Si les Chargers voulaient vraiment être pris au sérieux pour la suite des choses, ils devaient passer un message à Kansas City. C’est ce qu’ils ont fait.

La table était mise et le match a répondu aux attentes, particulièrement à la fin alors que les derniers instants ont été enlevants.

Pourtant lorsqu’on regardait le début de match, on était loin de se douter que la formation de Los Angeles parviendrait à s’imposer au final par la marque de 29-28.

Je me suis même demandé à un certain moment si ce n’était pas dans le plan de match d’Anthony Lynn de tirer de l’arrière. On se souviendra que les Chargers accusaient un retard de 16 points contre les Steelers à Pittsburgh avant de remonter et de triompher. Ils semblent laisser croire à l’adversaire que la rencontre sera facile avant de revenir en force.

Ce n’est évidemment pas le cas, mais ce qu’il faut en déduire, c’est que cette équipe est résiliente. Elle paraît dans son élément lorsque les matchs sont chaudement disputés et elle ne panique pas lorsqu’elle tire de l’arrière. C’est un aspect non négligeable à cette période de l’année alors que les éliminatoires se dessinent à l’horizon.

Une statistique révélatrice quant à leur résilience : ils ont une fiche de deux victoires contre un revers sur la route lorsqu’ils tirent de l’arrière par 14 points à un moment dans un match disputé sur la route. Ils ont signé des victoires à Pittsburgh et Kansas City et leur seule défaite en pareille situation est survenue au domicile des Rams. Pour mettre en perspective, le reste des équipes à travers la ligue ont une fiche combinée de seulement trois victoires et 78 revers dans une telle situation. C’est assez évocateur.

Ce qu’il faut aussi se demander avec un tel résultat, c’est s’il ne viendra pas mettre un doute dans la tête des joueurs et des partisans des Chiefs. Il ne faut pas remonter bien loin pour voir les Chiefs échapper une avance en fin de match. Ils détenaient une avance de 21-3 contre les Titans en éliminatoires en janvier dernier avant de voir l’équipe du Tennessee répliquer avec 19 points pour l’emporter 22-21.

On peut dire que la rencontre les opposant aux Chargers jeudi avait des allures de match éliminatoires. Ça sentait les séries en raison du niveau d’intensité. Cette fois, les hommes d’Andy Reid ont concédé deux touchés dans les cinq dernières minutes du match. C’est évident que les partisans voyaient le tout se produire avec un petit doute dans un coin de leur esprit. Personne ne remet en question la force de frappe de cette équipe à l’attaque, mais en défense, c’est une autre histoire et on a bien vu pourquoi jeudi.

========================

CONSIGNE 1:
Répondez aux questions suivantes à partir de l'article sur la victoire des Chargers à Kansas City.
(a) Par quelle marque finale la formation de Los Angeles s'est-elle imposée ?
(b) De combien de points les Chargers accusaient-ils un retard contre les Steelers à Pittsburgh ?
(c) Quelle est la fiche combinée du reste des équipes de la ligue lorsqu'elles tirent de l'arrière par 14 points sur la route ?
CONSIGNE 2: Traduisez en anglais la phrase suivante de l'article : « Ils détenaient une avance de 21-3 contre les Titans en éliminatoires en janvier dernier avant de voir l’équipe du Tennessee répliquer avec 19 points pour l’emporter 22-21. »
CONSIGNE 3: Rédigez la suite de l'article sur la victoire des Chargers à Kansas City, à partir de sa dernière phrase.
Les entrées qui suivent n'ont aucun lien avec l'article.

(Entrées d'annotation par contours)

========================

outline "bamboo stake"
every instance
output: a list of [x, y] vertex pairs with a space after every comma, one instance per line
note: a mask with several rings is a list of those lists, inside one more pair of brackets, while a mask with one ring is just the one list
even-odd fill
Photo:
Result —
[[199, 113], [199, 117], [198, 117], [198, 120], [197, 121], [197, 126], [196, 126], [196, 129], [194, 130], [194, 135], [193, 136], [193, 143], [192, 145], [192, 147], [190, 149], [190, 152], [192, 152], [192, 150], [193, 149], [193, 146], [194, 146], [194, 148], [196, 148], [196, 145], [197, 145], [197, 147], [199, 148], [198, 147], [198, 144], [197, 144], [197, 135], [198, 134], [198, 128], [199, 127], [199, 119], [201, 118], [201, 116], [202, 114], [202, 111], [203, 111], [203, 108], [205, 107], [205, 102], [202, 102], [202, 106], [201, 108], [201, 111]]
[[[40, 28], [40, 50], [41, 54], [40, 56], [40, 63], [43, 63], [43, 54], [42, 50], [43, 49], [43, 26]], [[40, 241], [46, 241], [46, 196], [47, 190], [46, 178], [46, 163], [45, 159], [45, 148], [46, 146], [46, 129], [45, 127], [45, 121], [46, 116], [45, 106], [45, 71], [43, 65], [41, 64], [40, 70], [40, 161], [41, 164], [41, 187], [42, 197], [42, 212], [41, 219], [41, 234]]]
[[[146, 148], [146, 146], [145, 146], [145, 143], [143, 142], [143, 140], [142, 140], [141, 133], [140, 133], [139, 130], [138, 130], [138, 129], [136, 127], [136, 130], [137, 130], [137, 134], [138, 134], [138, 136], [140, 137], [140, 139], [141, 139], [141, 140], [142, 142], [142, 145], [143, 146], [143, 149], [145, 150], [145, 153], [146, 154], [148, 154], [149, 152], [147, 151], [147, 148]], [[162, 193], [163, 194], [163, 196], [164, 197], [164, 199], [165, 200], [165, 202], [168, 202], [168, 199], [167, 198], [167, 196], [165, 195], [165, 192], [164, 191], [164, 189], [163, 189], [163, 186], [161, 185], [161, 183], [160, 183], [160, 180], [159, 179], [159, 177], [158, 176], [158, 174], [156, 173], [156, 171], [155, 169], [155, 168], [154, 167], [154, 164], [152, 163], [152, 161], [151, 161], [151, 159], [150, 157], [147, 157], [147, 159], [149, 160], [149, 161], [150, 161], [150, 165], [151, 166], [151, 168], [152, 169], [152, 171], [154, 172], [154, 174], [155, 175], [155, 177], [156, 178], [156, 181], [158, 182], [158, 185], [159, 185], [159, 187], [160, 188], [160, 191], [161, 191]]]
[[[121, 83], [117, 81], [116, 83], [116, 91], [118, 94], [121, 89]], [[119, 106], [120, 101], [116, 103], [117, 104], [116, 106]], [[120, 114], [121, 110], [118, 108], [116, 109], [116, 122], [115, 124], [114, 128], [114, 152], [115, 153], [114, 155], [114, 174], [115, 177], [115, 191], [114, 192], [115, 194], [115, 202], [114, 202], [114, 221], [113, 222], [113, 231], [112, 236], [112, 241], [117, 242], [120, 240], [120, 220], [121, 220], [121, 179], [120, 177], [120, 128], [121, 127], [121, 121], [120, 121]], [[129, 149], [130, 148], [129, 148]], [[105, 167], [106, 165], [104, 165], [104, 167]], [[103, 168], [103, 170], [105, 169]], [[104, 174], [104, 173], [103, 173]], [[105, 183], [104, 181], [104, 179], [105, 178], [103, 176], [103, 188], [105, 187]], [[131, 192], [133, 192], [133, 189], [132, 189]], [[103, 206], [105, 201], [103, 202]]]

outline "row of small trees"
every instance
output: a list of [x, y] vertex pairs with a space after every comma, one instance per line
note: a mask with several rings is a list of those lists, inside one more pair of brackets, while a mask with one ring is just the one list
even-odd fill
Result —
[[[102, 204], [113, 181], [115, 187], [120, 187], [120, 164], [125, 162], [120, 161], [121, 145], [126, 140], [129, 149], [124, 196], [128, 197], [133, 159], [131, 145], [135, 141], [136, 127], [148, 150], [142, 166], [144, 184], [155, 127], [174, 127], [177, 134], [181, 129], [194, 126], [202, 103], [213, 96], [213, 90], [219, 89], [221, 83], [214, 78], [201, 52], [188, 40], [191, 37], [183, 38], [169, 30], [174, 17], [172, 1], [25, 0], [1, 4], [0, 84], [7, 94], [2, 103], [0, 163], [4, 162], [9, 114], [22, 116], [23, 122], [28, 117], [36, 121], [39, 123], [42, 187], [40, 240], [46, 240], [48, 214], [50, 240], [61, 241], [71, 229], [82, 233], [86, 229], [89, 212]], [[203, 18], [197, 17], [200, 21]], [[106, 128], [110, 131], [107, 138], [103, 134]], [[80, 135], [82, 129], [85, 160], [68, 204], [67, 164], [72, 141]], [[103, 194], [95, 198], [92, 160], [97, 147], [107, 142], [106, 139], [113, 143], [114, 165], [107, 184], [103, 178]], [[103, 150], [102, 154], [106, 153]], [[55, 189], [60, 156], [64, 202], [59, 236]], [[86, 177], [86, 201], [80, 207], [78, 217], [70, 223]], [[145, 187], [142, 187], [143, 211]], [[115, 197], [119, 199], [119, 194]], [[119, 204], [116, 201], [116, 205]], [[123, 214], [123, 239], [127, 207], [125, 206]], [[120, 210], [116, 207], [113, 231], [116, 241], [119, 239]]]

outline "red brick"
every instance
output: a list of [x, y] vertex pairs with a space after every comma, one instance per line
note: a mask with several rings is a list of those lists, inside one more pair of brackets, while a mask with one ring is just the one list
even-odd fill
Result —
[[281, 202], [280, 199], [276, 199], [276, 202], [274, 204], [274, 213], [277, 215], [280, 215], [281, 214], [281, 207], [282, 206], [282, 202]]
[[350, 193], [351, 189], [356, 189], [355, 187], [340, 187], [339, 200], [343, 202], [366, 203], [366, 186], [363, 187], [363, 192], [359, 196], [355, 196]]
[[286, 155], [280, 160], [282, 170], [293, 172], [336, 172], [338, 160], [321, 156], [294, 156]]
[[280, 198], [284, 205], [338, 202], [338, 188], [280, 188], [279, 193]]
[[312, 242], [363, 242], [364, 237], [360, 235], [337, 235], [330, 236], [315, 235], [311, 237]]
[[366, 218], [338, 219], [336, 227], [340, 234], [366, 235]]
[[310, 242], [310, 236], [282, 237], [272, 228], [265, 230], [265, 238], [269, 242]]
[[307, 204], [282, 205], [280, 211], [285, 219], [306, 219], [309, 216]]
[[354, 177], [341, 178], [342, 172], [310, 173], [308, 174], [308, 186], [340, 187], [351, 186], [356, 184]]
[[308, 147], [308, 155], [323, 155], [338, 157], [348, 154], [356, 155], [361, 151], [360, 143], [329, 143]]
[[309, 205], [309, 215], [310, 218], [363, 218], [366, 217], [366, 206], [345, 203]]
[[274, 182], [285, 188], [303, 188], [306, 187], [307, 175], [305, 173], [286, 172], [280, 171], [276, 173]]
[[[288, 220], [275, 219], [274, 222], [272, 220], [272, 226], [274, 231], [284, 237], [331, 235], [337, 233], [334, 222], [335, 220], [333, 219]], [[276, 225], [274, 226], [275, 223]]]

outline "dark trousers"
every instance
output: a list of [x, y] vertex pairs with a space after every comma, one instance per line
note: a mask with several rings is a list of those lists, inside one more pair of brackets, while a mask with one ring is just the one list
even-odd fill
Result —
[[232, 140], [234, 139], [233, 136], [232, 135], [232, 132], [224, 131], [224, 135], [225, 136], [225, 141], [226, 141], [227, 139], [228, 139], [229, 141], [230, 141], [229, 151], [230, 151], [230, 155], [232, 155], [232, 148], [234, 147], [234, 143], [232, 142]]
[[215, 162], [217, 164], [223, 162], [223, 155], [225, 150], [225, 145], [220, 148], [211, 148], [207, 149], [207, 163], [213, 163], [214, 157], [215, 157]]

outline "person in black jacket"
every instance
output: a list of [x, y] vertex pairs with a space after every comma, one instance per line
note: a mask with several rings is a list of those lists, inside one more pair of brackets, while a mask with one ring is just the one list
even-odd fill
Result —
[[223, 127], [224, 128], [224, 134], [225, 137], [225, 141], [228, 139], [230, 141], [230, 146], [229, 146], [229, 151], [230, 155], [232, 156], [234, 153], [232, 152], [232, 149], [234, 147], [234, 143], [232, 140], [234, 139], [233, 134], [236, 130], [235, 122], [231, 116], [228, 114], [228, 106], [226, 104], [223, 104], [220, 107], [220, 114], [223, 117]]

========================

CORRIGÉ 1:
(a) 29-28.
(b) 16 points.
(c) Trois victoires et 78 revers.

CORRIGÉ 2: They held a 21-3 lead against the Titans in the playoffs last January before seeing the Tennessee team respond with 19 points to win 22-21.

CORRIGÉ 3:
D’ailleurs, autre statistique à l’appui, une équipe qui tirait de l’arrière par 14 points avec moins de cinq minutes à faire au match cette saison présentait une fiche de 0-88… avant le match de ce jeudi. C’est maintenant 1-88 grâce aux Chargers.

Rivers a été fidèle à son habitude

Évidemment, un acteur important de cette remontée aura été le quart Philip Rivers. Lorsqu’il vient le temps de parler de lui, irrémédiablement, il est comparé aux autres quarts de sa cuvée du repêchage de 2004. Il est impossible de passer sous silence les Super Bowls remportés par Eli Manning et Ben Roethlisberger, alors que lui n'en a aucun. C’est vrai qu’il manque quelque chose à sa feuille de route. Par contre, même si on peut critiquer son geste de passes, qui est particulier, et sa mobilité, on ne peut remettre en question son âme de compétiteur.

On avait tout un contraste hier dans le style alors qu’il y avait la fluidité de Mahomes d’un côté et la mécanique de Rivers de l’autre. Malgré ses deux interceptions, une mauvaise passe et une mauvaise décision, son manque de précision alors qu’à un moment du match son receveur était fin seul dans les zones profondes, les cinq sacs qu’il a encaissés et les 12 plaqués subis, il a terminé le match en force. Lors des deux dernières séquences, il a tout d’abord complété six de ses neuf passes pour 69 verges et ensuite quatre de ses huit passes pour 60 verges. Avant de lancer sa dernière passe de touché, il avait lancé une passe de 30 verges sur un premier essai et 20 verges en raison d’une pénalité. Il a ensuite déposé le ballon parfaitement dans les mains de Travis Benjamin sur un quatrième essai pour que la séquence se poursuive.

J’ai parlé des difficultés avec sa mécanique, mais il a un sens de l’anticipation incroyable. Il peut voir le jeu se développer de manière unique. Mahomes peut se permettre de prolonger le jeu à son maximum avec ses qualités athlétiques, mais Rivers n’a pas cette carte et doit donc anticiper que son receveur va se libérer et non pas qu’il va être libre au moment où il décoche sa passe.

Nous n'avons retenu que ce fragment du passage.